_Cosa fare A:_ Nel testo sulla sentenza dei giudici triestini, in che cosa è laureata la signora?
_Cosa fare B:_ Ricopia dal testo sulla sentenza dei giudici triestini il tratto che comincia con le parole "Sono problemi oggettivi" e finisce con "delle spese straordinarie?".

_Testo da analizzare:_
Sono problemi oggettivi che conoscono fin troppo bene tutte le famiglie italiane che hanno fatto sacrifici, a volte anche importanti, per far prendere ai figli il classico “pezzo di carta” ma poi, pur di trovare un’occupazione e non gravare più sulle spalle di mamma e papà, ragazze e ragazzi fanno i turni al call center e tanti saluti al bacio accademico. Però la signora non può sporcarsi le mani con niente di meno prestigioso di ciò che il titolo le consentirebbe. Come fa a sopravvivere senza altri 1.000 euro al mese, potendo contare solo sulle sue modeste entrate (la sentenza non specifica a quanto ammontino, ma riconosce che ci sono) e con “soli” 1.300 euro per i figli, più la casa, più il 50% delle spese straordinarie?
Pora stella, mi vengono gli occhi lucidi. L’ex marito vorrebbe mortificarne il profilo individuale proponendole di lavorare, pensa un po’. Anzi, trovandole più di un lavoro che però la signora ha tutto il diritto di rifiutare. Resta da capire se i giudici triestini si divertano a fare gli spiritosi o se veramente il tizio abbia proposto alla ex «ci sarebbe la signora del terzo piano che ha bisogno di una badante per il nonno: vitto, alloggio e 500 al mese».
La signora pretende un’occupazione non solo “esattamente adeguata” al titolo di studio, ma anche alle aspirazioni individuali. Ah però… Quindi, se anche l’ex marito le avesse trovato lavori da interprete, traduttrice o insegnante – in linea col diploma di laurea in lingue straniere – la signora avrebbe potuto continuare a rifiutarli in quanto non confacenti alle aspirazioni individuali. Che ci vuoi fare: quando una aspira, aspira. E se la signora aspira alla segreteria particolare del Consolato Generale italiano a Parigi, bisogna aspettare che si liberi proprio quel posto lì. Lei non ha fretta, può continuare ad aspirare con calma tanto nell’attesa paga Pantalone. Accantonando l’ironia, bisogna cogliere gli aspetti estremamente seri della vicenda: lo svilimento offensivo del lavoro manuale e la cronica asimmetria valutativa a seconda del soggetto di cui stabilire i diritti, che esita in una clamorosa discriminazione di genere. Dove il genere ad essere discriminato è quello maschile.

_Materiale:_
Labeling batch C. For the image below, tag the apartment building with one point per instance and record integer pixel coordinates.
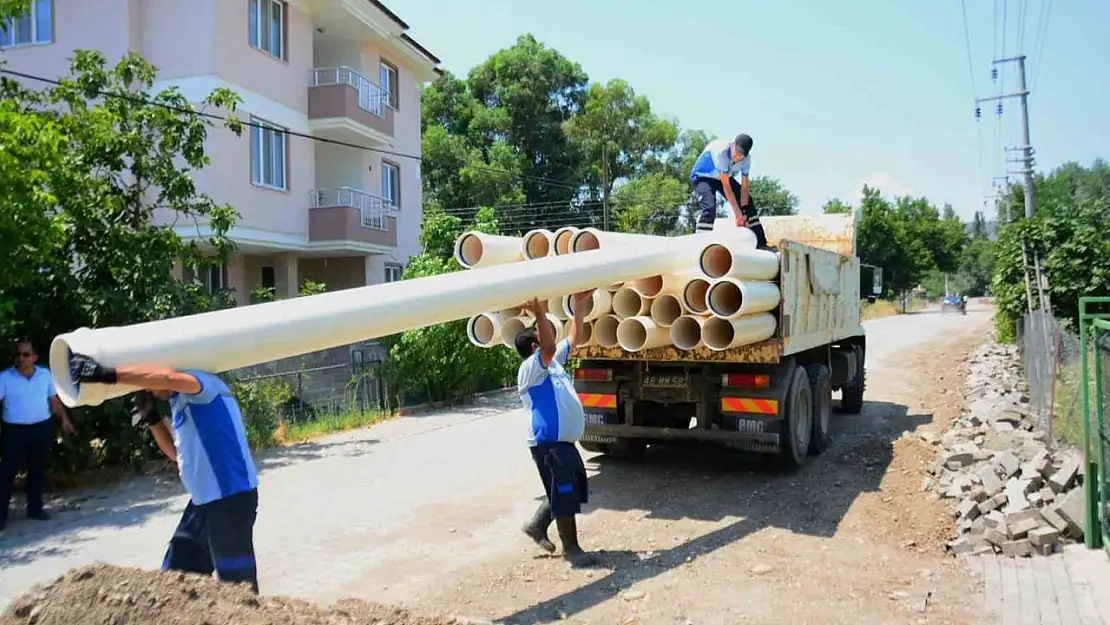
(339, 70)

_Risposta A:_ In lingue straniere.

_Risposta B:_
Sono problemi oggettivi che conoscono fin troppo bene tutte le famiglie italiane che hanno fatto sacrifici, a volte anche importanti, per far prendere ai figli il classico “pezzo di carta” ma poi, pur di trovare un’occupazione e non gravare più sulle spalle di mamma e papà, ragazze e ragazzi fanno i turni al call center e tanti saluti al bacio accademico. Però la signora non può sporcarsi le mani con niente di meno prestigioso di ciò che il titolo le consentirebbe. Come fa a sopravvivere senza altri 1.000 euro al mese, potendo contare solo sulle sue modeste entrate (la sentenza non specifica a quanto ammontino, ma riconosce che ci sono) e con “soli” 1.300 euro per i figli, più la casa, più il 50% delle spese straordinarie?